-- Given text follows --
Visions of Paradise

Saturday, March 07, 2009

travel books and pulp adventures

I am a bit fan of history. Invariably, when I read a nonfiction book, it is history-related somehow. Travel books, in particular, are only as enjoyable for me as the amount of historical content they contain. My touchstone for travel books is H.V. Morton’s A Traveler in Rome whose main concern is discussing the historical background of each site Morton visited.

Tim Severin has a very good reputation as a travel writer, so I bought his book In Search of Robinson Crusoe which is not really a “search” for Crusoe himself–after all, how can you seek a purely fictional character?–but an investigation into similar shipwrecks and people trapped on deserted islands. Much of the book concerns pirates, as well as Severin’s own experiences in Nicaragua, and some of it, although not all, is fascinating reading. Severin tends to go on too long with a single topic, so that occasionally you wish one of his characters would get off the damned island! But overall, I am enjoying the book.
-- Given text concluded --
-- Data section follows --
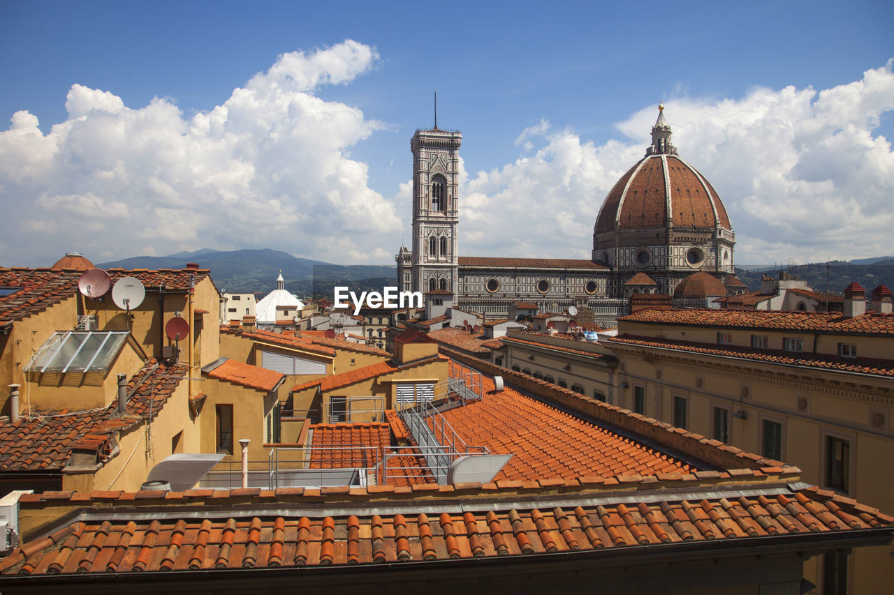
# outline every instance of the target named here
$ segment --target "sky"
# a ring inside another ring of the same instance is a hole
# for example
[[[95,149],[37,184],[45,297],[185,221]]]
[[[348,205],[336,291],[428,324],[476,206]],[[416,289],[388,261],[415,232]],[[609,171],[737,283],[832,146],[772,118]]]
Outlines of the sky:
[[[0,0],[0,265],[393,264],[435,91],[463,134],[461,255],[589,258],[663,101],[738,264],[889,256],[891,22],[890,2]]]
-- Data section concluded --
- [Task 1]
In the travel-books post, which book does the writer treat as the touchstone for travel books?
- [Task 2]
Write the next part of the travel-books post, picking up after its final sentence.

- [Exercise answer 1]
H.V. Morton's A Traveler in Rome.

- [Exercise answer 2]
I’ve been catching up on some short fiction recently. The October-November 1999 issue of Fantasy & Science Fiction had quite a few outstanding stories:

• Kate Wilhelm’s “The Happiest Day of Her Life” started out as a Connie Willis throwaway (I am not a big fan of Willis’ comedies) but sequed into an interesting story about how genetic mutations protect themselves.

• Ursula K Le Guin’s “Darkrose and Diamond” was a bittersweet Earthsea story which should appeal to all Le Guin fans (and which is in her book Tales of Earthsea).

• Robert Silverberg’s “A Hero of the Empire” is a portion of his fascinating alternate history Roma Eterna in which the Roman Empire in the West did not fall but remained intact until modern times.

• Lucius Shepard’s “Crocodile Rock” was a typical Shepard tale involving Third World culture and legend and a main character who gradually gets drawn into a situation far over his head.

I’ve also been reading the December, 1951 issue of Galaxy (yes, I am crawling through the entire run of the magazine), whose centerpiece is a Damon Knight novella “World Without Children,” a story about near-immortal humans (a topic Knight has used several times) becoming sterile as a side effect of the longevity treatment. But the government has forbidden childbirth since increasing population is a serious threat to a world where nobody dies, so an underground movement tries to encourage clandestine births in order to protect humanity from gradual extinction. My only complaint with the story is its blatant deus ex machina ending, which seems a bit strange for a writer who is renowned for his careful deconstruction of famous sf stories because of flaws such as illogic.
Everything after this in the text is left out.